The Hessenlager or Hessian Camp is a former military encampment established by Hessian-Darmstadt troops during the French occupation near Göhren on the German island of Rügen.

== Location ==
The camp was located south of Göhren in the vicinity of the south beach immediately west of the road from Göhren to Lobbe. Somewhat further east is the Baltic Sea. The camp was constructed in 1812. Today only remnants of the earthworks have survived; they have been designated as a heritage site and run parallel to the road. The former encampment is commemorated at the highest point of the earthworks by a rock with the inscription Hessisches Lager im Jahre 1812 ("Hessian Camp in 1812"). In addition, an information board has been set up. Diagonally opposite is the museum ship, Luise.

=======

#### TASK 1:
Answer these questions from the passage on the Hessian Camp:
(a) Whose troops established the camp?
(b) In what year was the camp constructed?
(c) What stands diagonally opposite the former encampment?
#### TASK 2:
List every town, island and body of water named in the passage on the Hessian Camp.
#### TASK 3:
Carry on the passage about the Hessian Camp near Göhren, starting after its final sentence.

#### RECORDS SUPPLIED:
=======

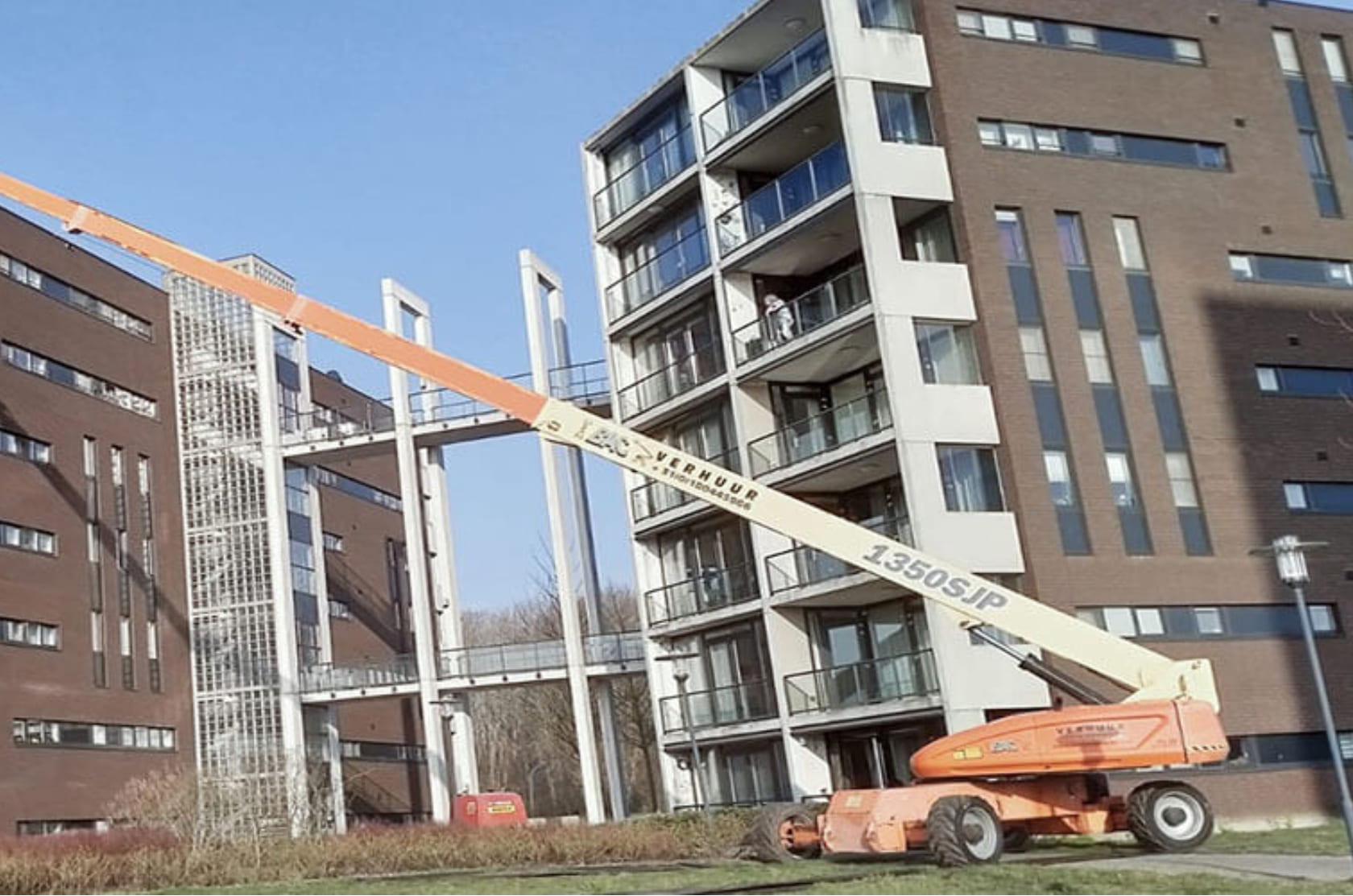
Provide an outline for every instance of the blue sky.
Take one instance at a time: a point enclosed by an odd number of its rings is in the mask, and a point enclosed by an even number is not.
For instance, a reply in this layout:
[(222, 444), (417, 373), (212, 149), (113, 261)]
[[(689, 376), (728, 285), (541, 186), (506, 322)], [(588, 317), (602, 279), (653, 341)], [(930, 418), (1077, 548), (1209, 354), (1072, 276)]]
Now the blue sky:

=======

#### RESPONSE AREA 1:
(a) Hessian-Darmstadt troops established it.
(b) It was constructed in 1812.
(c) The museum ship Luise stands diagonally opposite.

#### RESPONSE AREA 2:
Göhren, Rügen, Lobbe, Baltic Sea

#### RESPONSE AREA 3:
== History ==
The tented camp on the shores of the Baltic Sea was erected by two companies of Hesse-Darmstadt troops in a wood. The troops belonged to those states in the Confederation of the Rhine that were allied to Napoleonic France. Strategically, the camp had the aim of preventing the landing of British troops on Rügen. There was an encampment laid out for 100 men and a dugout, which was covered with straw and branches. In the centre, an oblong space was created, which was laid out with walkways and grass banks and was described as clean. In addition, a large earth pyramid was built, but there is no trace of it today. The purpose of the pyramid is unclear. It may have served as a signal station or lookout. According to local oral tradition, the discipline of these troops was much better than that of English, Bavarian, Berg and French troops who, at that time, were also periodically stationed in the Mönchgut region. Behind the camp, tradesmen supplied provisions to the soldiers from their stalls.

The area where the camp was erected had previously been known as Slötel (="key").

== Literature ==
- Ingrid Schmidt: Hünengrab und Opferstein : Bodendenkmale auf der Insel Rügen. Hinstorff, Rostock, 2001, ISBN 3-356-00917-6, page 95 ff.